Objective:
Filter the items below and copy out each line that contains the string "black". Matching is case-sensitive.

The data:
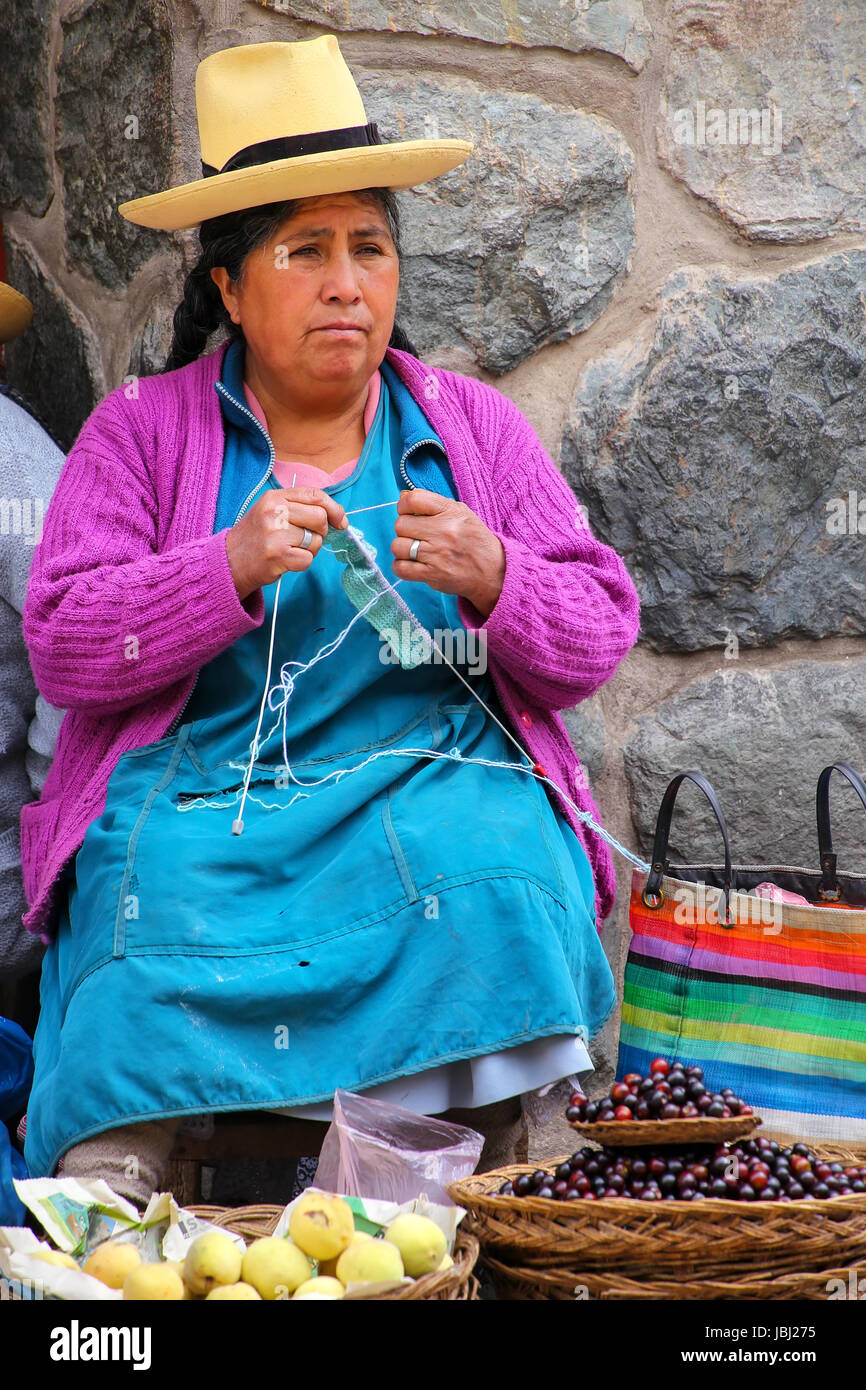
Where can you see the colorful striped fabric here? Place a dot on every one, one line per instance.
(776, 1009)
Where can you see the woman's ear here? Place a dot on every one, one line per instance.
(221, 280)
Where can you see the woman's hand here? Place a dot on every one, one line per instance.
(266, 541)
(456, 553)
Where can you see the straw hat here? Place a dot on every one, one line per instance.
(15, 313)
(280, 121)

==

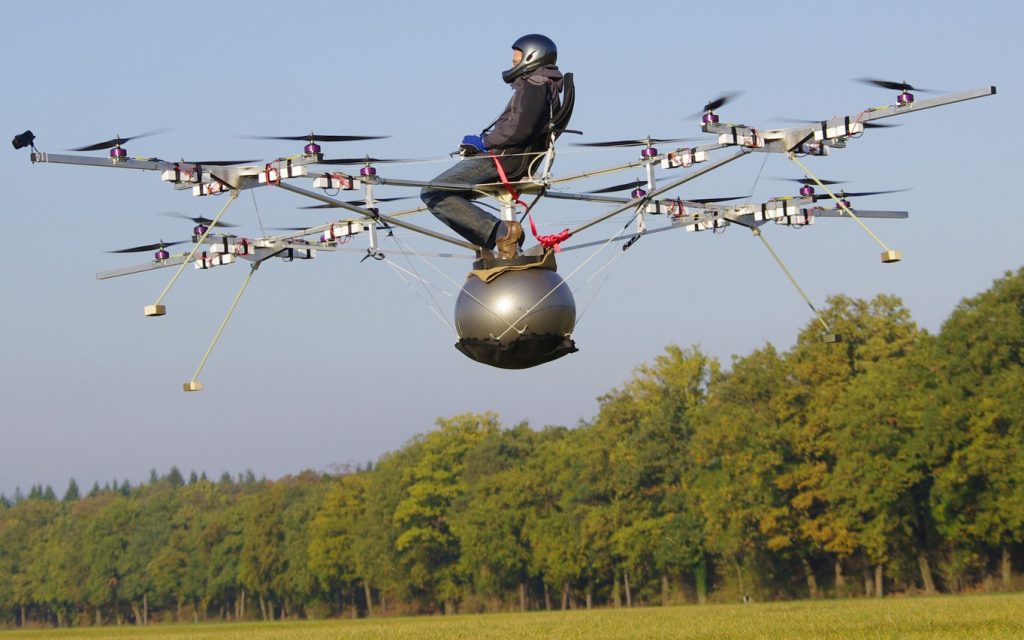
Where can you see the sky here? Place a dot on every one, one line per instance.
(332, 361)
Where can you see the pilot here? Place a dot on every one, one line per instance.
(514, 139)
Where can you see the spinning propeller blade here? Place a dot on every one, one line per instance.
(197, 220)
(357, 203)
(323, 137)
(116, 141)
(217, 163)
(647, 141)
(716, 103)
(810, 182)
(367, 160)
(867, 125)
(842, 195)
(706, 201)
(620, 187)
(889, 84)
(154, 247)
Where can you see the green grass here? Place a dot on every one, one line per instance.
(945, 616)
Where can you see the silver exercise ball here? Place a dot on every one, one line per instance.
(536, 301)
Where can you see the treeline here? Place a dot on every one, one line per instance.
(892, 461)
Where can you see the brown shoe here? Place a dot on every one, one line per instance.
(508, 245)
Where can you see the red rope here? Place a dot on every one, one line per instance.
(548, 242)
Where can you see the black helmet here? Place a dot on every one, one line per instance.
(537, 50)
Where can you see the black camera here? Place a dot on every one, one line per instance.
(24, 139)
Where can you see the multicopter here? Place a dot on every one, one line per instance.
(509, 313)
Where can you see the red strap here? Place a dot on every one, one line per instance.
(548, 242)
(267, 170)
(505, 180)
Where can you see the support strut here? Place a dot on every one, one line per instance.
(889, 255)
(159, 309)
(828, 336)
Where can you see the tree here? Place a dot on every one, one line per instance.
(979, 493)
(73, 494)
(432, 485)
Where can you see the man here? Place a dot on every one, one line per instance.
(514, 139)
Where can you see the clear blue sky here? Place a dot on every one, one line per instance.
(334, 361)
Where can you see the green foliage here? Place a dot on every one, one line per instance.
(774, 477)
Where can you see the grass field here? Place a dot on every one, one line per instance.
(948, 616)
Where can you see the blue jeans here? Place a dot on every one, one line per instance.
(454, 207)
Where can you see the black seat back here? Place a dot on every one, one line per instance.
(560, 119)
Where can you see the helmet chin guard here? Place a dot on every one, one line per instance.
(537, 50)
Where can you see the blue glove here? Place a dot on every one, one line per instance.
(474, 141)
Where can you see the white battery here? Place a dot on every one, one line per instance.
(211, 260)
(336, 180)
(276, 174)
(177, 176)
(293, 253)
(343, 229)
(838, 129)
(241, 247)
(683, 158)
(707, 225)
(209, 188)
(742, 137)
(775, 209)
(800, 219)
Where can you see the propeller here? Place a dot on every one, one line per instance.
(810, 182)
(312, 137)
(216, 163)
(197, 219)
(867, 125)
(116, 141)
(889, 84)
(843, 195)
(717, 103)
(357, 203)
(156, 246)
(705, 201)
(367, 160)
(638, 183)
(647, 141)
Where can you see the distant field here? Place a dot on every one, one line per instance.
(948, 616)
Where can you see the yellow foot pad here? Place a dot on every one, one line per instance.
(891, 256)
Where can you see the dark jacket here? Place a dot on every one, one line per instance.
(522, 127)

Reply:
Where can you see the black helmet here? Place a dot on every one, one line per instance.
Where can you see the black camera here? Place a dot on every one, one line per instance.
Where can you see the black seat back here? Place a dot on every one, one line per instance.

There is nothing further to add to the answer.